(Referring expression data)

+===+

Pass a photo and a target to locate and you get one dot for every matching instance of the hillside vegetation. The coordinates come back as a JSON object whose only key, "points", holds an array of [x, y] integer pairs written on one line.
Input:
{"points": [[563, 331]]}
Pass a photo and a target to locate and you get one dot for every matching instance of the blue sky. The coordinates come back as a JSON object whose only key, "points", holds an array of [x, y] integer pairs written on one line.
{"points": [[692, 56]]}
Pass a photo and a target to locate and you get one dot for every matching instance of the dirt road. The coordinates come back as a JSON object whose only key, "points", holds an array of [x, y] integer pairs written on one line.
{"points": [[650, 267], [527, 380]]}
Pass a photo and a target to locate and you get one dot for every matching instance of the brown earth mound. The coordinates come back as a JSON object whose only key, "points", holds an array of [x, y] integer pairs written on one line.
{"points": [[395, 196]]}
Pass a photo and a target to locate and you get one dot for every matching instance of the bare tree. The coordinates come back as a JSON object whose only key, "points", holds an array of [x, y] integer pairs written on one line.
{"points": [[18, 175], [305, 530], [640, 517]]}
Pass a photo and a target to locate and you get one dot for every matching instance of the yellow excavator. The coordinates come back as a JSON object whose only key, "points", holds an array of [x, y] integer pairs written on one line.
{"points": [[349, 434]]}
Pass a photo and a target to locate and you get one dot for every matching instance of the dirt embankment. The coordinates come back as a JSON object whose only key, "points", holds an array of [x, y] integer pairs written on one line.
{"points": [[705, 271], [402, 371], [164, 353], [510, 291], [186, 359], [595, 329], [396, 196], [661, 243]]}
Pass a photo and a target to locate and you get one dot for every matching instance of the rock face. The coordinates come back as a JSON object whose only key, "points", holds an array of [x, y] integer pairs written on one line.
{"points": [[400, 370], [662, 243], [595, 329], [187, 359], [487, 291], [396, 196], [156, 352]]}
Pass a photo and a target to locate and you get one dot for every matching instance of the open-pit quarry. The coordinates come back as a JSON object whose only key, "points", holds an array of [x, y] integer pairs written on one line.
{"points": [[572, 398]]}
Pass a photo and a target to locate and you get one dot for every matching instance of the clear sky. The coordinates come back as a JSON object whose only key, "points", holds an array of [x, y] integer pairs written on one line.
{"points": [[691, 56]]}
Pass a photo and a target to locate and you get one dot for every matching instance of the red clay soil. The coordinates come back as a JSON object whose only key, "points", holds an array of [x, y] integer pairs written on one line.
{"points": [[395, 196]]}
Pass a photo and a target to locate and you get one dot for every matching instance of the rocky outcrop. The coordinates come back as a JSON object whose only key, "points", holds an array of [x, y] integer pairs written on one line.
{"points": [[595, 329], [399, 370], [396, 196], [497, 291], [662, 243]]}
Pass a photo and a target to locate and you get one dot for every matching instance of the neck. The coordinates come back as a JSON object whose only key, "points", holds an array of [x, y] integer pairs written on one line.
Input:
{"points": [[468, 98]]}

+===+

Return every record above exactly as written.

| Task response |
Pass a photo and a target to locate and you get one dot for every matching instance of the hillside vegetation. The coordinates come back as a JSON object whose only key, "points", holds an array of [x, y] integer pairs written on one line.
Input:
{"points": [[563, 331]]}
Pass a photo and a target to locate and you get one dot for every matching instance of the blue sky. The coordinates come back as a JSON object whose only key, "points", holds an array of [x, y] integer pairs written on one line.
{"points": [[692, 56]]}
Pass a photo and a target to locate and you get one dot for every matching instance of the dirt road. The coordinates come back as a JSON object whose only key, "points", holds an array of [x, y] integer pairs written on one line.
{"points": [[650, 267], [527, 380]]}
Pass a photo and a target to locate and you get one dot for every matching instance of the brown earth mound. The coordinates come back as a JSON object whose only key, "points", holds an array of [x, y] integer pairs written on one line.
{"points": [[395, 196]]}
Pass a photo and a target to locate and you get one dot for every matching instance of the bare tree. The coordinates come back as a JSON object whose only key, "points", holds an array of [x, y] integer pairs written on one line.
{"points": [[18, 175], [305, 530], [640, 517]]}
Pass a photo and a target to locate and you get one dot for every matching instance of the yellow excavator. The coordinates come back as a JSON object whose only key, "points", holds an array of [x, y] integer pairs written on one line.
{"points": [[349, 434]]}
Pass a photo and a target to locate and you get one dot for every matching instance of the dirt embankment. The coordinates come back as a JSON object whose only key, "points", holds an array of [x, y] integer pairs written on one line.
{"points": [[705, 271], [402, 371], [164, 353], [510, 291], [186, 359], [595, 329], [396, 196], [661, 243]]}
Pass a photo and a target to locate and you get one dot for every matching instance of the rock face. The coordinates come back as a JSON object whose only key, "points", holds an array of [x, y] integer pairs written on one line.
{"points": [[400, 370], [662, 243], [595, 329], [187, 359], [487, 291], [396, 196], [156, 352]]}
Pass a photo and a target to locate and you get one dot for every matching instance of the open-pit quarry. The coordinates come back as a JSON object whose only key, "points", holds an array of [x, y] integer pairs written on one line.
{"points": [[572, 398]]}
Pass a photo and a target to locate and you get one dot for every matching instance of the clear sky. The coordinates come back as a JSON object whose only key, "points", holds an array of [x, y] integer pairs written on one line.
{"points": [[691, 56]]}
Pass a photo and a target to locate and you get one dot for every matching instance of the red clay soil. The coordinates come back as a JSON object whose only key, "points", holds an array of [x, y] integer pairs written on one line.
{"points": [[395, 196]]}
Pass a photo and a target to locate and you get one dot for every matching instance of the rocky outcrop. The coordinates come back as a JSON object whose only key, "points", holds an array of [x, y] integer pairs written on one line.
{"points": [[595, 329], [399, 370], [396, 196], [497, 291], [662, 243]]}
Pass a photo and a target to locate and you get one dot for every matching instance of the neck. The coordinates come back as a JSON object whose only key, "points", holds an array of [x, y] integer pairs written on one line.
Input:
{"points": [[468, 98]]}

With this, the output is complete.